Set exercise 1: Repeat the stretch of the data strategy article below that starts with the words "Getting data that" and ends with "at lower cost.", word for word.

Text extract:

---------------

It’s now taken as a given that a large organization should have an executive responsible for data strategy, maintenance, policy, and stewardship. The way to use raw numbers and letters to mitigate risk and increase revenue isn’t just to inject big data algorithms into business intelligence. It’s to promote a culture of data, so that regular employees from operations to customer service can get comfortable using sophisticated data-driven tools in their everyday workplace interactions to cross-sell, upsell, and increase efficiency with ease.

These successes have led CDOs to a crossroads of sorts. According to Gartner, CDOs have become accountable, impactful change agents—but they haven’t touched their potential. Data and analytics leadership is a step in the right direction, but in the future, they will need to bring to its organization more than modest results and culture change: it will need to bring a vision of a new type of company.

Data reciprocity: using data responsibly and intelligently

Such a staggering amount of information can be analyzed only in its rawest form: numbers, letters, symbols. Yet these character strings represent something more: our essence as human beings—the people we talk to, the places we visit, the products we buy, the money we move.

People are comfortable giving their data to organizations because they increasingly trust that organizations use it to enhance their experience, whether it’s shopping, banking, or searching for information. Recent research has shown that 57 percent of large organizations use big data initiatives to launch new products and services, while nearly seven in ten use it to innovate and increase efficiency while decreasing costs. All told, over 80 percent of large business benefit in some way from these initiatives.

Data quality: it starts with systems

If data is an organization’s lifeblood, its most valuable asset, it must be of the highest quality: well cleaned, smartly stored, judiciously governed. From raw data to refined data, the process starts with systems: a hub that manages, unites and governs an organization’s master and application data. Without the proper architecture, data risks being incomplete, inaccurate, and irrelevant. These failures cost large organizations an average of $9.7 million per year—losses that scales up as the operation increases.

Properly managed with collaborative data governance, however, data becomes consistent, uniform, accurate, and accountable across the organization. In today’s business world, data is deployed in sales, logistics, marketing and customer service, empowering non-technical users to solve problems—so long as they’re presented with the right information at the right time.

Getting data that far downstream happens only when the data and analytics projects have successfully progressed from descriptive to predictive to prescriptive. Business intelligence identifies a trend in a dataset, then builds models to understand future trends. The company shifts resources accordingly. Top to bottom, data runs the show.

The CDO rises with reality

Making this work requires a shrewd, coherent data and analytics strategy focused on unlocking value. Ultimately, that is the CDO’s task: to take an organization’s billions of disparate bytes and unify them to demonstrably achieve business objectives like growth, efficiency and increased revenue at lower cost.

---------------

Extracted data:
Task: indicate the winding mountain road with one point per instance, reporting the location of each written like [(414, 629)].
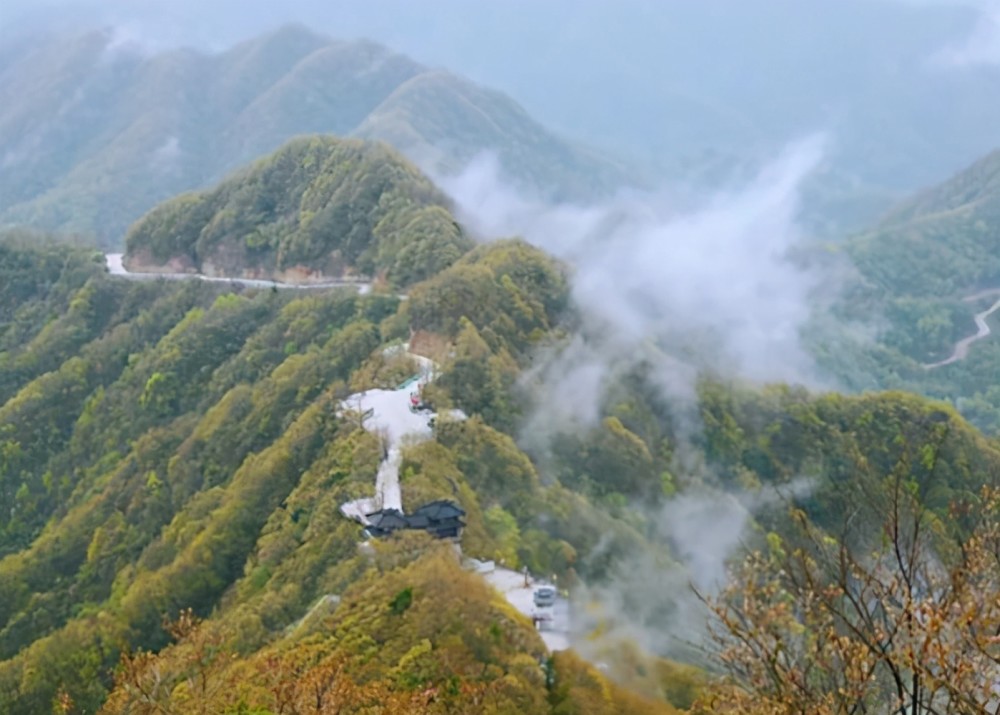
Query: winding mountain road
[(961, 350), (116, 267)]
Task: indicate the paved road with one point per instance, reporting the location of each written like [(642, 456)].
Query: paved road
[(961, 350), (555, 629), (116, 267)]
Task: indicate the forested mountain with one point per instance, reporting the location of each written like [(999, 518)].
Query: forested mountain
[(175, 455), (318, 207), (923, 273), (94, 131)]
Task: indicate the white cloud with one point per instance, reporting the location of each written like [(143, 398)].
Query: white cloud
[(711, 286)]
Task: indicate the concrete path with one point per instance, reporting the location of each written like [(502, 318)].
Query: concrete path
[(961, 350), (555, 630), (116, 267)]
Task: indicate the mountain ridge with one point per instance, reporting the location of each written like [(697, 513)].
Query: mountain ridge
[(139, 128)]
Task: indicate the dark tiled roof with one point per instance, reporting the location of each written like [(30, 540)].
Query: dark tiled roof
[(441, 518)]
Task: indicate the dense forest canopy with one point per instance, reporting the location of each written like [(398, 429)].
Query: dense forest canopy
[(184, 463), (125, 131), (175, 460)]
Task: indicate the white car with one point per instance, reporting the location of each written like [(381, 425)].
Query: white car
[(545, 596)]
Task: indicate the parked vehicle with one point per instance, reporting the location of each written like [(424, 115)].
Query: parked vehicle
[(545, 596)]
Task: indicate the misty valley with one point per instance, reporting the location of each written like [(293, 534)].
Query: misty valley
[(355, 361)]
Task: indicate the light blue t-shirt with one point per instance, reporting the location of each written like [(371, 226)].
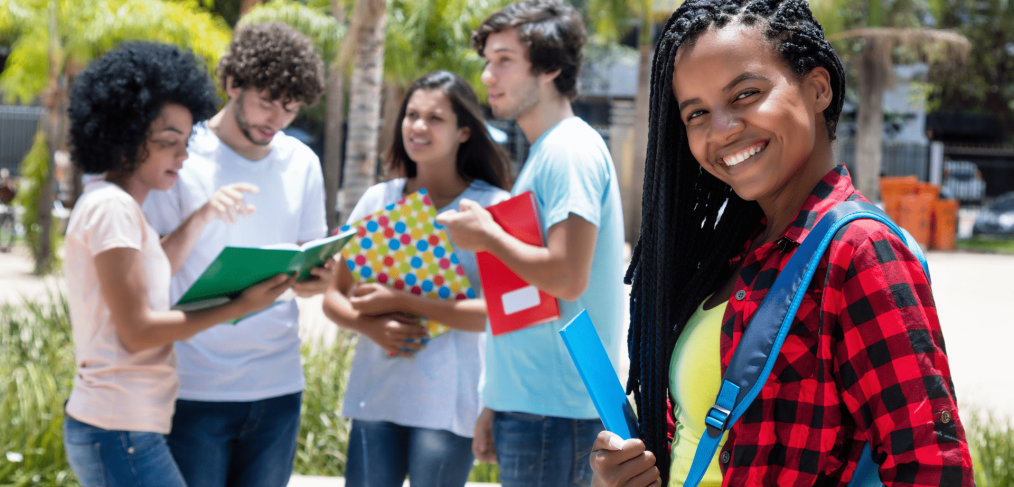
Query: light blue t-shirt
[(570, 170)]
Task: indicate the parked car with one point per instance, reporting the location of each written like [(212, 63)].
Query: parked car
[(962, 181), (997, 218)]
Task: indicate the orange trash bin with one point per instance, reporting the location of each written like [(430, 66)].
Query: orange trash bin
[(915, 215), (944, 224), (928, 189), (891, 191)]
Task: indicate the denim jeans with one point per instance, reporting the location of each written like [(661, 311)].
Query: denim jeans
[(105, 458), (380, 454), (236, 443), (535, 450)]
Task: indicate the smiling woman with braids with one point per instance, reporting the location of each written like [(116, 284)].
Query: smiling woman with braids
[(744, 102)]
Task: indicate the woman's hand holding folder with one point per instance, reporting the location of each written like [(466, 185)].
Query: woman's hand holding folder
[(619, 463)]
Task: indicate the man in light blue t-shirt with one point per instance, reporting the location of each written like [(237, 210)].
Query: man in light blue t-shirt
[(539, 423)]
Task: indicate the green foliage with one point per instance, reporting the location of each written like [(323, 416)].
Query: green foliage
[(984, 83), (315, 23), (489, 473), (323, 433), (37, 371), (88, 28), (34, 171), (991, 438), (988, 244), (423, 36)]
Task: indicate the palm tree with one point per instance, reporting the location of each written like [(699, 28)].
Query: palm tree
[(54, 40), (879, 44), (366, 44), (610, 19), (424, 36)]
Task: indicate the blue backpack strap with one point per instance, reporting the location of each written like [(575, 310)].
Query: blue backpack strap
[(762, 341)]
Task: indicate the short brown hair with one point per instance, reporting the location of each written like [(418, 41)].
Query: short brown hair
[(275, 58), (554, 33)]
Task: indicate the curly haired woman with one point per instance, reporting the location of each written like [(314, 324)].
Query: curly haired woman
[(131, 115)]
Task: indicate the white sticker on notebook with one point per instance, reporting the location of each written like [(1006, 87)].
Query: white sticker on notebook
[(520, 299)]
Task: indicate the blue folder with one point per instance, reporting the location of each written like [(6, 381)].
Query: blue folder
[(599, 377)]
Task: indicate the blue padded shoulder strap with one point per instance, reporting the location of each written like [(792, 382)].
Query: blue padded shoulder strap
[(762, 341)]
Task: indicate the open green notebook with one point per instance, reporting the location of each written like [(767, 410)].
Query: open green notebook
[(237, 268)]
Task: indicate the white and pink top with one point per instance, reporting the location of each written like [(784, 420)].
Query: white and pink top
[(115, 389)]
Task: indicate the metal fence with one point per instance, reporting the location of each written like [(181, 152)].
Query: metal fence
[(17, 128), (995, 164), (897, 158)]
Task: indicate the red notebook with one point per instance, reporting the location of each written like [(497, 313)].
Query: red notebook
[(511, 302)]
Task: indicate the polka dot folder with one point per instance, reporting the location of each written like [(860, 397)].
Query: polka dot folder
[(403, 247)]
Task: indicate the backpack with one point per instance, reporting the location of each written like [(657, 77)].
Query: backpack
[(758, 348)]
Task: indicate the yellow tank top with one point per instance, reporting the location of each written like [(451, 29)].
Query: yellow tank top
[(695, 377)]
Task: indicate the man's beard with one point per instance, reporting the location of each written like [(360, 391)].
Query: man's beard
[(529, 97), (243, 125)]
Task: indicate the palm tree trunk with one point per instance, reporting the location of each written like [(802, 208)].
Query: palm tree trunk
[(44, 209), (364, 101), (334, 128), (641, 106), (873, 76), (391, 101)]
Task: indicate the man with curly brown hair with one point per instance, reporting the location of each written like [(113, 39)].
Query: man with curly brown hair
[(240, 387)]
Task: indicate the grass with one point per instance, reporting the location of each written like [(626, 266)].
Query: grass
[(37, 370), (992, 245)]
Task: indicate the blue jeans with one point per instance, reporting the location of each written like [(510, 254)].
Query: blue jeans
[(240, 443), (105, 458), (380, 454), (535, 450)]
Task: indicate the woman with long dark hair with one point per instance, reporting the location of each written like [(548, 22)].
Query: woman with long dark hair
[(413, 401), (744, 101)]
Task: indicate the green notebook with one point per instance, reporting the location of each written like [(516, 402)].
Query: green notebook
[(237, 268)]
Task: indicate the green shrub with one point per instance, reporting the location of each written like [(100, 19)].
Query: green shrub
[(34, 174), (323, 433), (37, 372), (991, 439)]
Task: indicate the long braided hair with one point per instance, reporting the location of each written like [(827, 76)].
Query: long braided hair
[(692, 222)]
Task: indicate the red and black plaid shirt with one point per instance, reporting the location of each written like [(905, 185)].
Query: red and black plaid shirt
[(864, 361)]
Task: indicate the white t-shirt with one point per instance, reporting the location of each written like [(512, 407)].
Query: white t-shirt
[(259, 357), (439, 388), (115, 389)]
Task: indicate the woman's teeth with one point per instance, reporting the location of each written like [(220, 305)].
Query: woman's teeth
[(741, 156)]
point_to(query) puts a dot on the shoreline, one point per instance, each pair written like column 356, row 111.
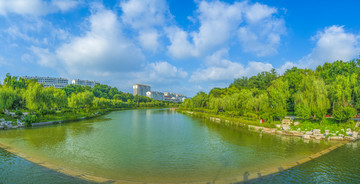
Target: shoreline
column 309, row 135
column 247, row 176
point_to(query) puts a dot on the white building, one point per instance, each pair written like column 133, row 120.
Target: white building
column 155, row 95
column 141, row 89
column 84, row 82
column 50, row 81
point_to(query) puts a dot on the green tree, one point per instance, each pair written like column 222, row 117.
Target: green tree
column 7, row 97
column 311, row 98
column 278, row 96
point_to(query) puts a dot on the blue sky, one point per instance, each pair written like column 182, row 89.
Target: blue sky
column 179, row 46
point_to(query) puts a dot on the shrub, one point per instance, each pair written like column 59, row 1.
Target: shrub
column 18, row 113
column 30, row 119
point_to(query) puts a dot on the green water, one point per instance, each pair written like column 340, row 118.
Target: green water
column 157, row 145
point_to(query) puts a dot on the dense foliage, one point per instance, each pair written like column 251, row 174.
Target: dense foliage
column 29, row 95
column 331, row 90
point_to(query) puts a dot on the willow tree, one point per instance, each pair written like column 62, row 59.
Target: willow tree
column 342, row 90
column 7, row 97
column 259, row 105
column 311, row 98
column 34, row 96
column 278, row 96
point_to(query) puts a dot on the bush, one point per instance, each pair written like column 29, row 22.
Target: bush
column 18, row 113
column 30, row 119
column 45, row 112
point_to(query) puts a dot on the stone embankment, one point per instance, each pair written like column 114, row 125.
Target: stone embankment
column 284, row 129
column 13, row 125
column 10, row 125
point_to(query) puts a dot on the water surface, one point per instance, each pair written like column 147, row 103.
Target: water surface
column 157, row 145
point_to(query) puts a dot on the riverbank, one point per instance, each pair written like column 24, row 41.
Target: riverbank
column 247, row 172
column 60, row 118
column 247, row 176
column 279, row 129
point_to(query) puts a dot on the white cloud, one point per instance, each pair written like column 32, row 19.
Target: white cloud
column 286, row 66
column 255, row 27
column 147, row 18
column 144, row 13
column 258, row 12
column 149, row 40
column 35, row 7
column 223, row 70
column 103, row 53
column 166, row 71
column 332, row 44
column 218, row 20
column 45, row 57
column 261, row 35
column 103, row 48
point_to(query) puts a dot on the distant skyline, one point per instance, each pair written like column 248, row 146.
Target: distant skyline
column 182, row 46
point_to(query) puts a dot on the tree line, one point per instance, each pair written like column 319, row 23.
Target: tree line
column 20, row 93
column 331, row 90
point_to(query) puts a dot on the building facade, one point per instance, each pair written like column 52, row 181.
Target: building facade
column 155, row 95
column 50, row 81
column 141, row 89
column 84, row 82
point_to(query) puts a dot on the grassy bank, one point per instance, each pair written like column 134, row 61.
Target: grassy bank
column 235, row 120
column 304, row 125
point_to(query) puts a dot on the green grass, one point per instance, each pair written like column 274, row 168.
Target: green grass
column 236, row 120
column 326, row 124
column 7, row 118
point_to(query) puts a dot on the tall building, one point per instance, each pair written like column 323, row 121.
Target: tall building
column 50, row 81
column 141, row 89
column 84, row 82
column 155, row 95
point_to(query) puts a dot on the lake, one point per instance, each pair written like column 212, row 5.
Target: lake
column 159, row 145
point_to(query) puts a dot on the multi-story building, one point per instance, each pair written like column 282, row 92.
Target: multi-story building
column 50, row 81
column 141, row 89
column 84, row 82
column 155, row 95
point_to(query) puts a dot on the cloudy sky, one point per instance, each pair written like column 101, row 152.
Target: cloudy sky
column 173, row 45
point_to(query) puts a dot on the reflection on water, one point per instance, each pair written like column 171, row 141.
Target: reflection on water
column 14, row 170
column 153, row 145
column 339, row 166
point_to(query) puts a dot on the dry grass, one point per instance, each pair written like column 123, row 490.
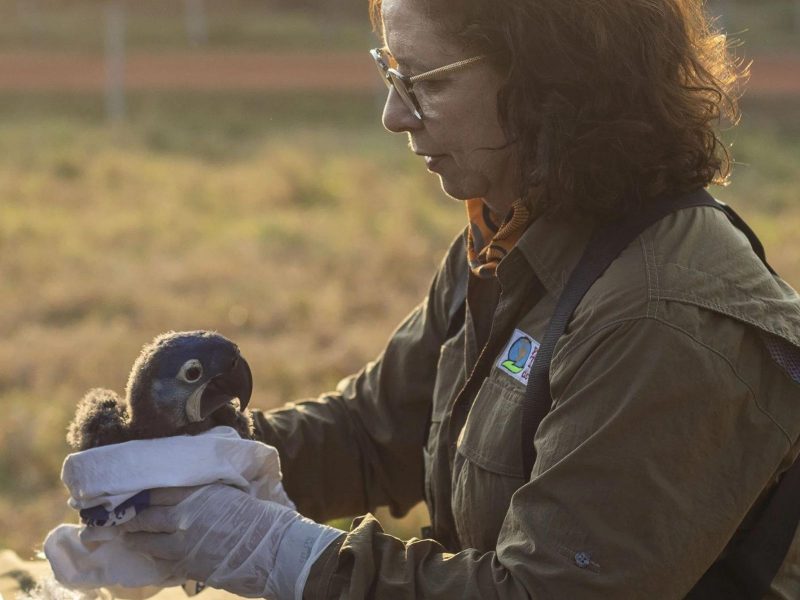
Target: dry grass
column 293, row 225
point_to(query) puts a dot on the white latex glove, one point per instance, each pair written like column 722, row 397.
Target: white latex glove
column 230, row 540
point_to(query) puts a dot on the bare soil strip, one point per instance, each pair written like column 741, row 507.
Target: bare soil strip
column 778, row 75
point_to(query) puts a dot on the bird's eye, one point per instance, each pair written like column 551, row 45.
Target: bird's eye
column 191, row 371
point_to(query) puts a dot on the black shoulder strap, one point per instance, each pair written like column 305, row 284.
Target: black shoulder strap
column 752, row 562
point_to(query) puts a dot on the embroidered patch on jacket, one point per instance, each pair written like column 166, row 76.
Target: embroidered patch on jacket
column 517, row 358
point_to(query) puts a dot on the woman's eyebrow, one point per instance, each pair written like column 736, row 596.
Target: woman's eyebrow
column 409, row 63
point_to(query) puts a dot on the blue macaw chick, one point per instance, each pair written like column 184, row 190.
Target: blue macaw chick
column 182, row 383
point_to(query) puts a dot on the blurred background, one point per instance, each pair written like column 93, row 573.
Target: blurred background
column 220, row 164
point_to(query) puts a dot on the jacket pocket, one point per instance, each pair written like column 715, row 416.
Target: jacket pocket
column 488, row 466
column 491, row 436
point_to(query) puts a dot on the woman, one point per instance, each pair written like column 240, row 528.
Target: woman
column 675, row 404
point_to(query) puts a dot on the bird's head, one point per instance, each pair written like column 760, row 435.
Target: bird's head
column 183, row 377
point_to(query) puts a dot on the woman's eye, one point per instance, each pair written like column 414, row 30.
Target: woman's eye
column 191, row 371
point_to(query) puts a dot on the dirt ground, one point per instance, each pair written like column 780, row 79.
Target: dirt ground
column 777, row 75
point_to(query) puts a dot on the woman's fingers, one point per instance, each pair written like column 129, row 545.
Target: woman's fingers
column 156, row 519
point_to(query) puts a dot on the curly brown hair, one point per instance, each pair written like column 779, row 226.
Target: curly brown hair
column 612, row 102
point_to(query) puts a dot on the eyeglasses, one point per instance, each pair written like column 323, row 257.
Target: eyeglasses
column 403, row 83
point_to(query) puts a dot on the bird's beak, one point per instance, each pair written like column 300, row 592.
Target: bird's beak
column 218, row 391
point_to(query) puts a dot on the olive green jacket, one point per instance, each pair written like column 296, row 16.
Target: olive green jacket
column 671, row 419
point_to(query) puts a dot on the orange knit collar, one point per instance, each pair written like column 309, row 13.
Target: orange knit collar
column 487, row 242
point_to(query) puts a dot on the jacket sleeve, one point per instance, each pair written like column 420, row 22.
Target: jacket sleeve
column 645, row 469
column 360, row 447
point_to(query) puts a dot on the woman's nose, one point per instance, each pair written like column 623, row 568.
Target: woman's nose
column 397, row 117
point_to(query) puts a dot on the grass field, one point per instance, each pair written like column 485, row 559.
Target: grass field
column 294, row 225
column 154, row 25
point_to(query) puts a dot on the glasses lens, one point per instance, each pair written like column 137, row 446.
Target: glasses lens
column 405, row 94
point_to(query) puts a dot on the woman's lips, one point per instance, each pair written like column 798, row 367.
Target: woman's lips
column 432, row 160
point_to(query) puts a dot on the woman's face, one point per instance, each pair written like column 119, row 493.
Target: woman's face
column 459, row 135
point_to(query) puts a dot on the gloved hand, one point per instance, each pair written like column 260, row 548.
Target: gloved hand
column 231, row 540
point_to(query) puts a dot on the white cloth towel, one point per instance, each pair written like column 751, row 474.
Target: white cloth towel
column 110, row 475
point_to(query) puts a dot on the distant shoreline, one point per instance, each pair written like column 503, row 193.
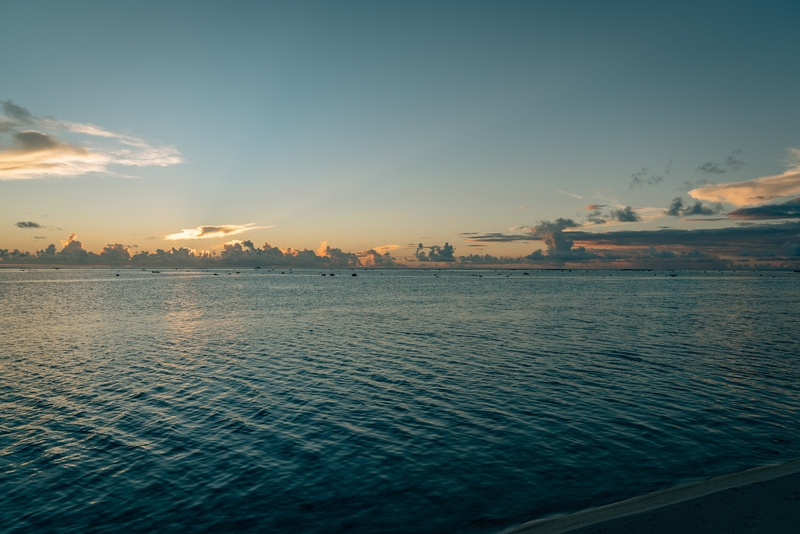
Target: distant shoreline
column 703, row 495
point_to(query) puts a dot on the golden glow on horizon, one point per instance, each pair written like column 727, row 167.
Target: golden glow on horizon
column 207, row 232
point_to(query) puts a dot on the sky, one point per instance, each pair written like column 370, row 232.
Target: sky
column 514, row 132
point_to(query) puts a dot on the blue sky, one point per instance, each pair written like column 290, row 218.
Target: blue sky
column 368, row 124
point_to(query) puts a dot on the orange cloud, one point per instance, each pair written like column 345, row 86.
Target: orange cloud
column 207, row 232
column 755, row 191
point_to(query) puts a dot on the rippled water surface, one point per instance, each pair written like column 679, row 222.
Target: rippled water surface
column 394, row 401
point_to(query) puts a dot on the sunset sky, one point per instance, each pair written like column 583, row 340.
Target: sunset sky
column 380, row 125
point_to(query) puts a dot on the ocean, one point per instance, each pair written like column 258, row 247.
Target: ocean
column 391, row 401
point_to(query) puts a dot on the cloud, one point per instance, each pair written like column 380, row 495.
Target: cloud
column 207, row 232
column 596, row 217
column 646, row 176
column 755, row 191
column 787, row 210
column 733, row 237
column 383, row 249
column 436, row 253
column 678, row 208
column 731, row 163
column 625, row 214
column 28, row 224
column 234, row 254
column 37, row 151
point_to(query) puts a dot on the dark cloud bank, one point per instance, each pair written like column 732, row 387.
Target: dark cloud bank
column 716, row 248
column 775, row 245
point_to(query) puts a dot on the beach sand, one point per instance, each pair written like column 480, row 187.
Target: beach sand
column 760, row 500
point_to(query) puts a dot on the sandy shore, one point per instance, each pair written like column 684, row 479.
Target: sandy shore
column 764, row 499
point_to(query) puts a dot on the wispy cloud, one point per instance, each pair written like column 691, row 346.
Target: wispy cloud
column 731, row 163
column 679, row 208
column 787, row 210
column 646, row 176
column 28, row 224
column 207, row 232
column 37, row 151
column 756, row 191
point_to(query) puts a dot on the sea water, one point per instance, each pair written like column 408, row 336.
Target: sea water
column 392, row 401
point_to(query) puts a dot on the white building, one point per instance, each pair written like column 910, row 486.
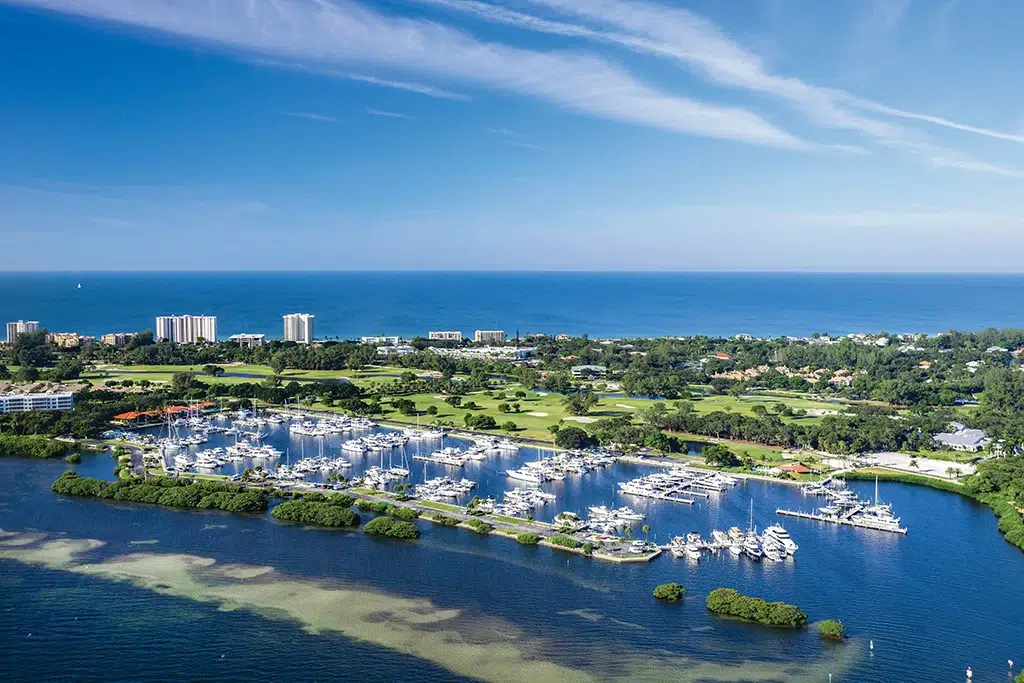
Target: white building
column 186, row 329
column 19, row 328
column 117, row 338
column 23, row 402
column 962, row 437
column 248, row 340
column 489, row 337
column 395, row 349
column 486, row 352
column 390, row 341
column 299, row 328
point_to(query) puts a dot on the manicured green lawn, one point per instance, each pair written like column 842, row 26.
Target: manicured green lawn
column 538, row 411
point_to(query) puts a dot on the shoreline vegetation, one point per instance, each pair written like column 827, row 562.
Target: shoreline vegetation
column 12, row 445
column 671, row 592
column 168, row 493
column 730, row 602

---------------

Set exercise 2: Locate each line in the listing above that contains the string "polka" and copy those lines, treating uppercase and lowercase as different.

Exercise response 1:
Getting data that far downstream happens only when the data and analytics projects have successfully progressed from descriptive to predictive to prescriptive. Business intelligence identifies a trend in a dataset, then builds models to understand future trends. The company shifts resources accordingly. Top to bottom, data runs the show.

The CDO rises with reality

Making this work requires a shrewd, coherent data and analytics strategy focused on unlocking value. Ultimately, that is the CDO’s task: to take an organization’s billions of disparate bytes and unify them to demonstrably achieve business objectives like growth, efficiency and increased revenue at lower cost.

Exercise response 2:
Task: indicate the polka dot folder with one point per instance, reporting the location of each written like [(860, 397)].
Query: polka dot folder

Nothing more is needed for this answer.